The exercise:
Rewrite the items from the line containing "A point falls on each instance of the wet" through the end of the items, replacing "thin branch" with "slender twig" and leaving everything else the same.

* * * * * * *

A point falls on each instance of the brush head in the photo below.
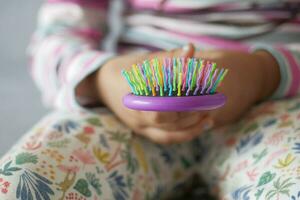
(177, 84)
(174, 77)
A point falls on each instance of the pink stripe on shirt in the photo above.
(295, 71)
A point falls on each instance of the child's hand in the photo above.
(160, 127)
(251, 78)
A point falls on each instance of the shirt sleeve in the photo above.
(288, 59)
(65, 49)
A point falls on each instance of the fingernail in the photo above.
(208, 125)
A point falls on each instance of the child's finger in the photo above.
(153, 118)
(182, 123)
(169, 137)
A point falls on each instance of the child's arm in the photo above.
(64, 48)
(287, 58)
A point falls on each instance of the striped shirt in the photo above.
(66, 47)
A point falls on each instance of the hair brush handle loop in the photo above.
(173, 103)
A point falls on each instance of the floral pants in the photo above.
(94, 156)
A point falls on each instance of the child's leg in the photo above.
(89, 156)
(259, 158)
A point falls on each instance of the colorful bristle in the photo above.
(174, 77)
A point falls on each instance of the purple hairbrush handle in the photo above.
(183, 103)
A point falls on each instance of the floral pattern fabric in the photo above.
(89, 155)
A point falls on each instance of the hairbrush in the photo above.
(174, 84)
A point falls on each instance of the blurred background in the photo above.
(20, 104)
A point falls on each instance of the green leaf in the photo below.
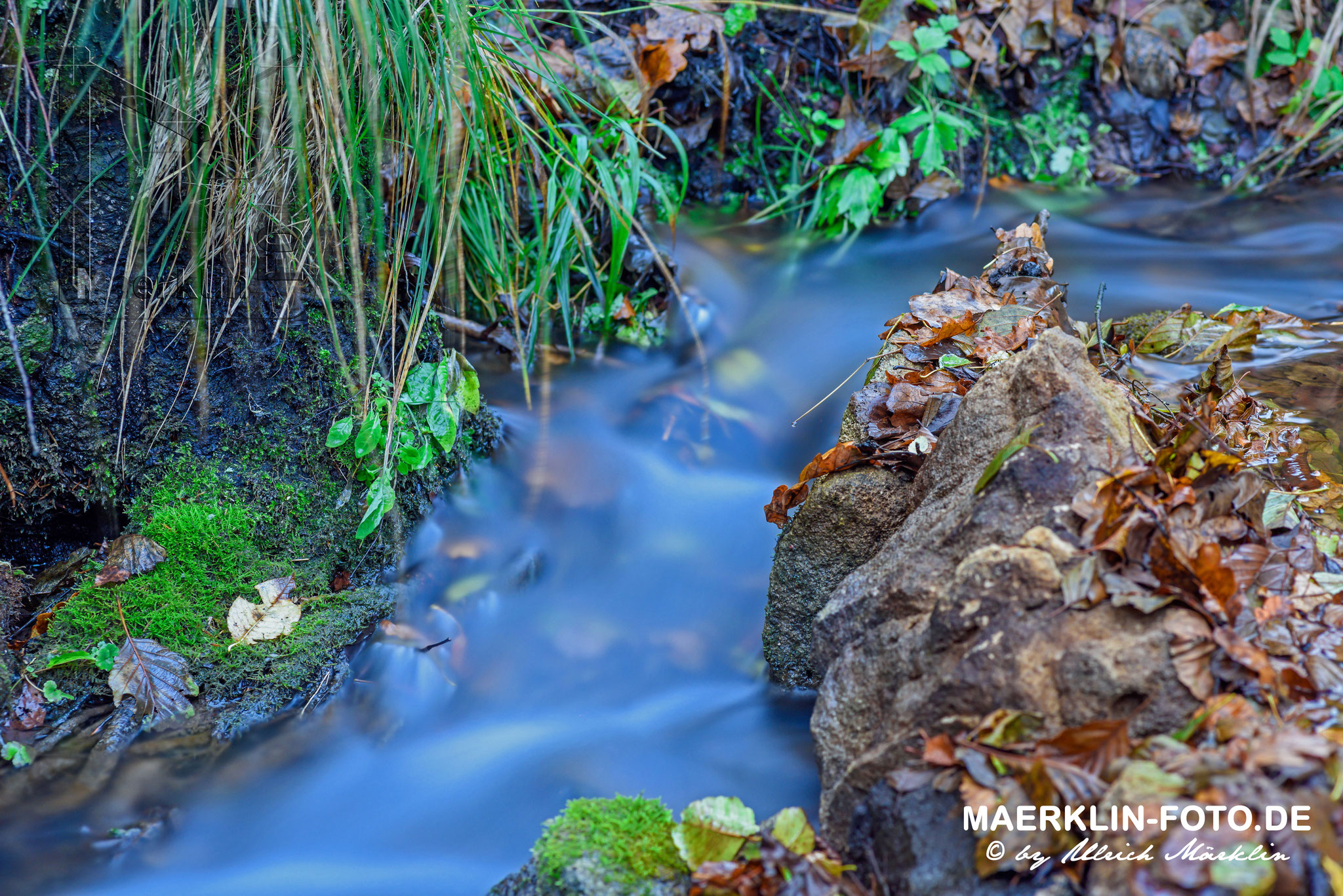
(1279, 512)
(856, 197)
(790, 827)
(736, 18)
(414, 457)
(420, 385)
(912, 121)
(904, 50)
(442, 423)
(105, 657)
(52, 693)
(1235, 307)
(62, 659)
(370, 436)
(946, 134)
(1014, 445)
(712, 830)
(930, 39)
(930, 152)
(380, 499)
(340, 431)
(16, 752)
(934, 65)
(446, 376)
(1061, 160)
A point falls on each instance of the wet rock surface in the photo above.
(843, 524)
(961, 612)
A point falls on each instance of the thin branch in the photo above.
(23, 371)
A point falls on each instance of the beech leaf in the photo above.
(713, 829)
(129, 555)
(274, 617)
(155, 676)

* * * * * * *

Exercise answer:
A point falls on each instance of the wet rock surface in the photo above.
(843, 524)
(961, 612)
A point falls on each instance of the slender twig in the photo above.
(23, 371)
A point falls on each instance of the beech leaf in the photo above.
(713, 829)
(129, 555)
(274, 617)
(155, 676)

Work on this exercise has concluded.